[EXERCISE OBJECTIVE]: A faithful transcript of every entry is required; pictures do not belong in it.

[SOURCE INFORMATION]:
========

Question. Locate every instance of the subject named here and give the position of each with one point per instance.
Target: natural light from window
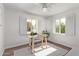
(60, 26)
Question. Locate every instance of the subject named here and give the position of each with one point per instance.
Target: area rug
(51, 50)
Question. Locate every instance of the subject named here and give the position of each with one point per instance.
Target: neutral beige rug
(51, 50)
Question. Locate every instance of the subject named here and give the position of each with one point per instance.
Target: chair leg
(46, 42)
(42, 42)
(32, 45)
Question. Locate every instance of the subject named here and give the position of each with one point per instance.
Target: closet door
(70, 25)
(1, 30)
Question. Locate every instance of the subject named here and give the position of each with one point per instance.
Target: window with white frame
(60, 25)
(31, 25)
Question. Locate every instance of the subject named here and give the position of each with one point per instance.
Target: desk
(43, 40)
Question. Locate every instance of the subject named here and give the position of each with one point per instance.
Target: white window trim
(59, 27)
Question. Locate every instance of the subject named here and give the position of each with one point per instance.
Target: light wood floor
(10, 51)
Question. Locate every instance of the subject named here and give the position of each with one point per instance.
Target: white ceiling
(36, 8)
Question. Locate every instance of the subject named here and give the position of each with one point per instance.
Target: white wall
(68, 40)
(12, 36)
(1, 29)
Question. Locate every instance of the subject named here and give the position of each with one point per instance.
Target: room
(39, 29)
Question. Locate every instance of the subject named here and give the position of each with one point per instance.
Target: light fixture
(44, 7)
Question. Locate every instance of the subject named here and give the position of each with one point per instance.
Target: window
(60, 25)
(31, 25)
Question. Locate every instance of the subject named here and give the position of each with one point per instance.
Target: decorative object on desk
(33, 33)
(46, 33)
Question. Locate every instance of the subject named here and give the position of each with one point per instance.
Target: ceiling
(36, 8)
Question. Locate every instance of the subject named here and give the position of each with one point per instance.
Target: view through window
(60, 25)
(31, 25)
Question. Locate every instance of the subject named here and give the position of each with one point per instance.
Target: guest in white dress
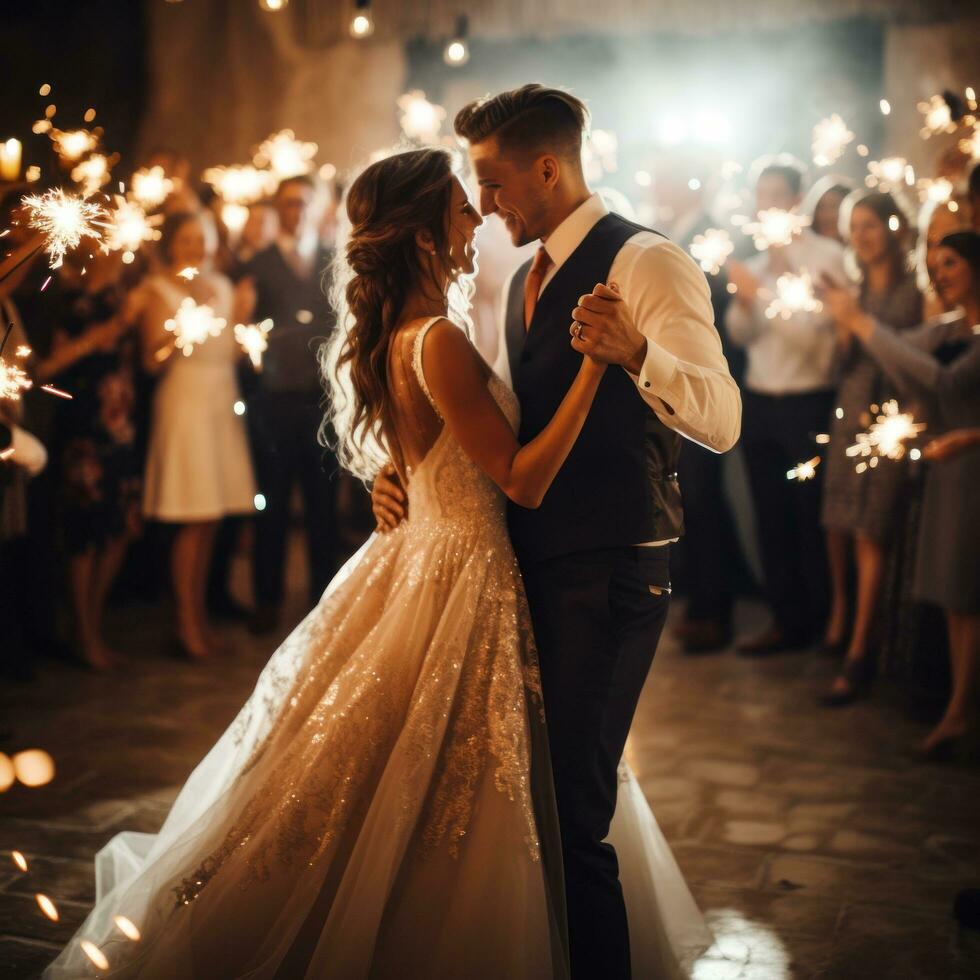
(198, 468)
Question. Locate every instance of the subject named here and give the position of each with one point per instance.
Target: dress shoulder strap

========

[PROBLEM SOLUTION]:
Question. Locate every instance of the subject named here and give the position of each with one point per instance.
Target: natural light from window
(60, 26)
Question. Locate every instance of the subject named here and give the position of each with one point per instance.
Target: area rug
(51, 50)
Question. Locate every instance of the subject named here and give the position of each with one point per instance.
Target: neutral beige rug
(51, 50)
Question. Locate every instance of the subject named here and give the position of each with one point per instance.
Target: chair leg
(46, 42)
(42, 42)
(32, 45)
Question. Locate every instance of the subject named here and give the position of each with one point per instance.
Target: closet door
(70, 25)
(1, 30)
Question. Locate every instance of the subject named here and give the position of each with one point per instance.
Target: window with white frame
(60, 25)
(31, 25)
Question. Locate every instance of the subject named here and give the position of each with one point per instance.
Target: desk
(43, 40)
Question. Locate every instance of the subject named here and give the position of each with one point per instance.
Target: white window trim
(59, 27)
Question. Locate every instance of the subject named here and give the position of each with one point per instance.
Target: light wood floor
(10, 51)
Question. Locate every instance of the subject named here and give the position of each with one point per instance.
Target: white ceiling
(36, 8)
Question. Locate every instance of the subject named here and give the position of each with one point per instance.
Target: white wall
(68, 40)
(12, 36)
(1, 29)
Question. Locate every instance of the subject named here and give the position of each with one point per instance.
Target: room
(39, 29)
Question. Locate every instance of the subject named here and give the position of each with one point per instance.
Target: light fixture
(44, 7)
Question. Locate every instance of the subject named here and give the position of each with one point per instance.
Target: window
(60, 25)
(31, 25)
Question. Locate every instance of the subject named here and give the position of each with one point per instance.
Target: decorative object on desk
(33, 33)
(46, 33)
Question. Locate every instance of the subject named here and give the position of each with one point per instance.
Target: ceiling
(36, 8)
Question. Locate every instance of the subject named here and give the position of each with one point per instance.
Target: view through window
(60, 25)
(31, 25)
Question. Locate every instance of the subject named here and give the position of each with one point per instance.
Target: guest in white dress
(198, 468)
Question. Locate every instance of the subject named here and give the position of each with one point per instance.
Target: dress shoulder strap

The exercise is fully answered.